• _What to do_
In the records below, find the line that contains "Can you find the vintage", then write out that line and each one after it exactly, up to and including the last.

# # # #

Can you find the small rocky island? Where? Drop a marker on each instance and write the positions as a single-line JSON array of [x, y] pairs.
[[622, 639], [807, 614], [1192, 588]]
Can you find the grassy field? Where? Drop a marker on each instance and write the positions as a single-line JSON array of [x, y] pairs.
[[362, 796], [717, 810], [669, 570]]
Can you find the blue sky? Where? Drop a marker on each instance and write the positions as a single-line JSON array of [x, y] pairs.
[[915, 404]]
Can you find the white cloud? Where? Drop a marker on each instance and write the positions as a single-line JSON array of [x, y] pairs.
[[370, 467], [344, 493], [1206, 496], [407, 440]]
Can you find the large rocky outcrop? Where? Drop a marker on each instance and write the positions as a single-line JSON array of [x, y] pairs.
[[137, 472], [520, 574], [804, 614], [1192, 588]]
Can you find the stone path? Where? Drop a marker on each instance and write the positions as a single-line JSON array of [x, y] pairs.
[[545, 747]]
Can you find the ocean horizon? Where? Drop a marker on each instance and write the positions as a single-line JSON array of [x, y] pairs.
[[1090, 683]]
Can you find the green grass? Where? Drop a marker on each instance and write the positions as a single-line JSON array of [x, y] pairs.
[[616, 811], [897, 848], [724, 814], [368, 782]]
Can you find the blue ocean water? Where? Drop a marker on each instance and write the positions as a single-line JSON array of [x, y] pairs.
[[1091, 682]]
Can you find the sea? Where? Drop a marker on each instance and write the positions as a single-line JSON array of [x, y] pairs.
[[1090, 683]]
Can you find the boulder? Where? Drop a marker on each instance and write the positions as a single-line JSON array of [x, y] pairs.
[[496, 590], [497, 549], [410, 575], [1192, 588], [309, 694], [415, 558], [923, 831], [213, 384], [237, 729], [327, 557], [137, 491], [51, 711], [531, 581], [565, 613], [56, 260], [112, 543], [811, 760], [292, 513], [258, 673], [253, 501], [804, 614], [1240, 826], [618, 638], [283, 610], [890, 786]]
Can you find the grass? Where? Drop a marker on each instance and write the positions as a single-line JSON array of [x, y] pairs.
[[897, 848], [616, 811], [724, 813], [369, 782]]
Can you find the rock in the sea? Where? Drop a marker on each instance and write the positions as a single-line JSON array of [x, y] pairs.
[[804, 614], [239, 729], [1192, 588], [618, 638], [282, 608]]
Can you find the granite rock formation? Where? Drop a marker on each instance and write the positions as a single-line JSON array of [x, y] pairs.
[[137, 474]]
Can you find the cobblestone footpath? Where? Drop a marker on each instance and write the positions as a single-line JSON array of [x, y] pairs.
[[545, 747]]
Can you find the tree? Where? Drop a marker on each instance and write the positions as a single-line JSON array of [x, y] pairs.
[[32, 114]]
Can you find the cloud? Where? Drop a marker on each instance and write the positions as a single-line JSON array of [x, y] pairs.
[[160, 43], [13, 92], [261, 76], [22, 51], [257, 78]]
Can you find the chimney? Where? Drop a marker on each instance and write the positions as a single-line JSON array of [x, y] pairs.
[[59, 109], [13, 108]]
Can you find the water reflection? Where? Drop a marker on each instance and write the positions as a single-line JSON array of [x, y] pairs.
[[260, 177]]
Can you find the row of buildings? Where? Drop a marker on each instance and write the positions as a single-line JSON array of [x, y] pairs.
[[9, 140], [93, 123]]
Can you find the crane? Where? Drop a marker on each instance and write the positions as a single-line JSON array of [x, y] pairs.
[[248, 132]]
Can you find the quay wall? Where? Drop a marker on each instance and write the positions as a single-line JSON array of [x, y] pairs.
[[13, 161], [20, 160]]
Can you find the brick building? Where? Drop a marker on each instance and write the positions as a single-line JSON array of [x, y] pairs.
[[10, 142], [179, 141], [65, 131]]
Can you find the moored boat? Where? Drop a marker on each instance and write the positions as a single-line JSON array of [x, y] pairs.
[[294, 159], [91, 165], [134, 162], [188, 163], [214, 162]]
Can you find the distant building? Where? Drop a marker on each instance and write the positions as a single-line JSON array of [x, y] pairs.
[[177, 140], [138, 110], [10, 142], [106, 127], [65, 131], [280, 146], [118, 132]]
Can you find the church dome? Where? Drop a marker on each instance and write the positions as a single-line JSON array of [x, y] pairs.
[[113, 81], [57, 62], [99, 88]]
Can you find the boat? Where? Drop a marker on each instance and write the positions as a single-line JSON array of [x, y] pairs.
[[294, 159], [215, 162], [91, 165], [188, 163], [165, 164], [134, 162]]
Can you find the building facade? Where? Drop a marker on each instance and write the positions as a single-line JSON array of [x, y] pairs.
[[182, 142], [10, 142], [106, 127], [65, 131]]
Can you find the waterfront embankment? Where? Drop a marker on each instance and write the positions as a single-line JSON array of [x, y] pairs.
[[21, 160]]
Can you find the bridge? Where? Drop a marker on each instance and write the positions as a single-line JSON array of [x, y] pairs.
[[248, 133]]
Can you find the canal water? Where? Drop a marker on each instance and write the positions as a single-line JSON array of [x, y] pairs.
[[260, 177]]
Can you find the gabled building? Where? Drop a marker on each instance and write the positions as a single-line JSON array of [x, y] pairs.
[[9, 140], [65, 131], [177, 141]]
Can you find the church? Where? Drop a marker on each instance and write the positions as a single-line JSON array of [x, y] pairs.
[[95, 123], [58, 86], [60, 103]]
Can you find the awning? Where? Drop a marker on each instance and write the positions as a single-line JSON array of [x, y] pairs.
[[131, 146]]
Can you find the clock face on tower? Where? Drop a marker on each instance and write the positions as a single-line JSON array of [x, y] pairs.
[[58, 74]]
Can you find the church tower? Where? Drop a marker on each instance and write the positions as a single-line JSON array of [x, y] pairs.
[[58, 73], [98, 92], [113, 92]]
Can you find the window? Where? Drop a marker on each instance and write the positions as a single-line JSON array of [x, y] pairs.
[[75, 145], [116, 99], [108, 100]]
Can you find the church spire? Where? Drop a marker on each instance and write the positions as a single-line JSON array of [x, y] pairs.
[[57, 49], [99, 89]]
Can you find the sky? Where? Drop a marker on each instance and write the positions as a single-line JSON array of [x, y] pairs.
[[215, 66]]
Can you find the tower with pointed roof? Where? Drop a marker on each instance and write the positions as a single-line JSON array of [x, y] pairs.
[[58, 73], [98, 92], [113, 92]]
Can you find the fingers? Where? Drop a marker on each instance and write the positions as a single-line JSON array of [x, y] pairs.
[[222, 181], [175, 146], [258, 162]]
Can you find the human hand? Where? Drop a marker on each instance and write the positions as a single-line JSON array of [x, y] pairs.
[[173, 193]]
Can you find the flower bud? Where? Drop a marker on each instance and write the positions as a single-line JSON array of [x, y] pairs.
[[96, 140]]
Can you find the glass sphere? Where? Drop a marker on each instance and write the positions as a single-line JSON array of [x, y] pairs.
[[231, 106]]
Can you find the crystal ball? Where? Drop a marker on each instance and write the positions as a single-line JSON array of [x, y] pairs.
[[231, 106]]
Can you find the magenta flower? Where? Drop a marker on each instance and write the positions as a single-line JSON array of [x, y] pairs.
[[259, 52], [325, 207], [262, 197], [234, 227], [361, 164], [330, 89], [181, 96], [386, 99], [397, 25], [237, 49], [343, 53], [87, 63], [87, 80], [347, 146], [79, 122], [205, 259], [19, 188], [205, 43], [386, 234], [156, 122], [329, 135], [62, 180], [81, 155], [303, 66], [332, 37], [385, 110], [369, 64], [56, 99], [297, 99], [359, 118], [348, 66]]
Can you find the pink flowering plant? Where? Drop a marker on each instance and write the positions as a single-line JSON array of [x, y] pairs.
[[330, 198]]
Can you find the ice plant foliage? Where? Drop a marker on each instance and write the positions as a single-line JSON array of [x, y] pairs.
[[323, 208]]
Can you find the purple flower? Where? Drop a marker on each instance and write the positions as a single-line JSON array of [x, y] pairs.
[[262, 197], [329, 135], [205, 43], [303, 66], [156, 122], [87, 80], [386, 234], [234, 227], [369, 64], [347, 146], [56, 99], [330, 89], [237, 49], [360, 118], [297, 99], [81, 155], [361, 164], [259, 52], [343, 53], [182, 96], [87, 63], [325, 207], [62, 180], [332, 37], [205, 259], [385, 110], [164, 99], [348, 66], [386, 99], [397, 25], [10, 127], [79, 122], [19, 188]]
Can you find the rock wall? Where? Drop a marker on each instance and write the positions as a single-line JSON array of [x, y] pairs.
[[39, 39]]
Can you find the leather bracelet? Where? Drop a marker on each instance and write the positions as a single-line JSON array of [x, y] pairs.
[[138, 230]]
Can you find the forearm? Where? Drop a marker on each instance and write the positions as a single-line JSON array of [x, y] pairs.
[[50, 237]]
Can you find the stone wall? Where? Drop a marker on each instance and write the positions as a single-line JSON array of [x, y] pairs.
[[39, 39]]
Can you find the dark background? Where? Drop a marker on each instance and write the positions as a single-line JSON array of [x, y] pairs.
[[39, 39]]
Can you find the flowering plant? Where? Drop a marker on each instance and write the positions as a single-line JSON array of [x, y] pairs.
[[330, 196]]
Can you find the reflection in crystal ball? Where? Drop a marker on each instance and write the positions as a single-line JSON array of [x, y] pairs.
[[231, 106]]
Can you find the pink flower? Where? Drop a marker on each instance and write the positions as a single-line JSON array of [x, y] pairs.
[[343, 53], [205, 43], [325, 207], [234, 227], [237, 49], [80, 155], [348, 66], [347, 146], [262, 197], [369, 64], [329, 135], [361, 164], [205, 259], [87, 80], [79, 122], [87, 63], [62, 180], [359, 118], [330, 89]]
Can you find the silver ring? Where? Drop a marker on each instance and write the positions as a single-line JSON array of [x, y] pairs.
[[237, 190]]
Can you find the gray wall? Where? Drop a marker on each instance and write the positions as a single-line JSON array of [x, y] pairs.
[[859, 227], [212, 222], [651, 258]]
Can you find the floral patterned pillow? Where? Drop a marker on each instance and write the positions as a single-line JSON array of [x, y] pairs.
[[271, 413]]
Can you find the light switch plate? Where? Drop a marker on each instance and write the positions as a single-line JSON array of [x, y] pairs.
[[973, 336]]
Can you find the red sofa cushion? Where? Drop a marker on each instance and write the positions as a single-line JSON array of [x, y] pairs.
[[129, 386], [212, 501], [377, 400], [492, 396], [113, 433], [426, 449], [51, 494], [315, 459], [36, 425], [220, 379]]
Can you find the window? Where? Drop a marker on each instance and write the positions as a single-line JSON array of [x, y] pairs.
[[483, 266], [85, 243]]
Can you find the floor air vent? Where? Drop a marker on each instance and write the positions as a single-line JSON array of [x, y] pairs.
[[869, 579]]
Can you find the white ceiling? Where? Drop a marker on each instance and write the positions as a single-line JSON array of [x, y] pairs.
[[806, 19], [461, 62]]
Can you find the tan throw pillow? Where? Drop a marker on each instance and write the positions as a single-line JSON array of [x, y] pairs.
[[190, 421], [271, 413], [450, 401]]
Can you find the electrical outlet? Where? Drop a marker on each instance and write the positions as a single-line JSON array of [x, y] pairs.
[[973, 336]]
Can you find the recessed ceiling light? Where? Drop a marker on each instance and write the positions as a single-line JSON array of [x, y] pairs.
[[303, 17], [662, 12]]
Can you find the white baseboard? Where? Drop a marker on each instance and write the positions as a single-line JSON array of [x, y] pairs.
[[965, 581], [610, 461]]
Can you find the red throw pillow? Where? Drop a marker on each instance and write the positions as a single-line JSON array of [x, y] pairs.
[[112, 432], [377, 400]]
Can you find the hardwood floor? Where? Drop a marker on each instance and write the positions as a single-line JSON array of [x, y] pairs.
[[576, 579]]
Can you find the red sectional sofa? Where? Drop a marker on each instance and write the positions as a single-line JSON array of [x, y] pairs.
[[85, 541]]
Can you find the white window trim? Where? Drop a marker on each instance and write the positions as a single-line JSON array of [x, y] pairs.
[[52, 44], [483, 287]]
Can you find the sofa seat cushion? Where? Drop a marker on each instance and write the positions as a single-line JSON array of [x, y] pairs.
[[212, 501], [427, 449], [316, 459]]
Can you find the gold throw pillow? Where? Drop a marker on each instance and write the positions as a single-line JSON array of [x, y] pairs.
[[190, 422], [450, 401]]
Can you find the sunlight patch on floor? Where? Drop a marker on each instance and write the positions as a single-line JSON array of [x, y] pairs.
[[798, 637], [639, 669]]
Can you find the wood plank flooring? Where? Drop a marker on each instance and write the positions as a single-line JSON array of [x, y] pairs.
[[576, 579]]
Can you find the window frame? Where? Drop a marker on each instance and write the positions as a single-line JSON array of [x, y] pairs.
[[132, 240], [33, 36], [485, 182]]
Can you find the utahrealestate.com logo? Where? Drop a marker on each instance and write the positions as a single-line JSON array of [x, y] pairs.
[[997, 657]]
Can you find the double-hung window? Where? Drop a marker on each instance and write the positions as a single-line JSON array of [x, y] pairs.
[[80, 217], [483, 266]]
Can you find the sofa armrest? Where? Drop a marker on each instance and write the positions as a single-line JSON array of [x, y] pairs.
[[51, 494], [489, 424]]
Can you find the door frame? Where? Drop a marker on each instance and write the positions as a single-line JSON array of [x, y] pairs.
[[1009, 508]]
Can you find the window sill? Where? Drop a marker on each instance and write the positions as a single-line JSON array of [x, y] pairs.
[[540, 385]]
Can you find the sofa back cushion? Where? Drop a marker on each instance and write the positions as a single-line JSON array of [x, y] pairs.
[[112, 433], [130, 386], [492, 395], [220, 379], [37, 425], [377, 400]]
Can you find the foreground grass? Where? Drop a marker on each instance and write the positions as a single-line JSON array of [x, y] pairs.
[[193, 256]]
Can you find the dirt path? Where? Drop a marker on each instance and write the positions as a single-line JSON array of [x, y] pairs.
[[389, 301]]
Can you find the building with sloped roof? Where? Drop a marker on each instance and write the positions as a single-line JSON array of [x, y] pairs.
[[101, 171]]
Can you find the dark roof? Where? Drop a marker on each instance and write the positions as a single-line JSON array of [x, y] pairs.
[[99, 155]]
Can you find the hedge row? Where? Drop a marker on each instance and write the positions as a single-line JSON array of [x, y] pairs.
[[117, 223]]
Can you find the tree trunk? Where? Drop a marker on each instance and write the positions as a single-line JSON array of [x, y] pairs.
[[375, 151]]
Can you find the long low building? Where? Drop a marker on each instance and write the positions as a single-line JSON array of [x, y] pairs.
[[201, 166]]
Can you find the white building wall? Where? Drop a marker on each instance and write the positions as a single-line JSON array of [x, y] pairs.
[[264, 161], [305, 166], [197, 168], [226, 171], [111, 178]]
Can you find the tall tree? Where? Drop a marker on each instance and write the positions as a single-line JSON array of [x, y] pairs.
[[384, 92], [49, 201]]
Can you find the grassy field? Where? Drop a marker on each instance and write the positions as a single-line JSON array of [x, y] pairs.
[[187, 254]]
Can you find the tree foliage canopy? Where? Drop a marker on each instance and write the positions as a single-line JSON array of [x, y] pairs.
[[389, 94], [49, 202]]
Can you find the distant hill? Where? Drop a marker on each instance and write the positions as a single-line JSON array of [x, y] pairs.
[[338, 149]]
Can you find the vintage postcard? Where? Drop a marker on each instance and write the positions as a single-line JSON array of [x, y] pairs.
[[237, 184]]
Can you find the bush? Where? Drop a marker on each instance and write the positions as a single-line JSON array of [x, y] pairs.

# # # #

• _The answer_
Can you find the vintage postcard? Where? Drop a marker on each instance and write the positions as a single-line JSON array of [x, y] pairs.
[[237, 184]]
Can you find the bush? Where? Drop a marker on each instance and write the positions as a single-line JSON array of [x, y] pairs.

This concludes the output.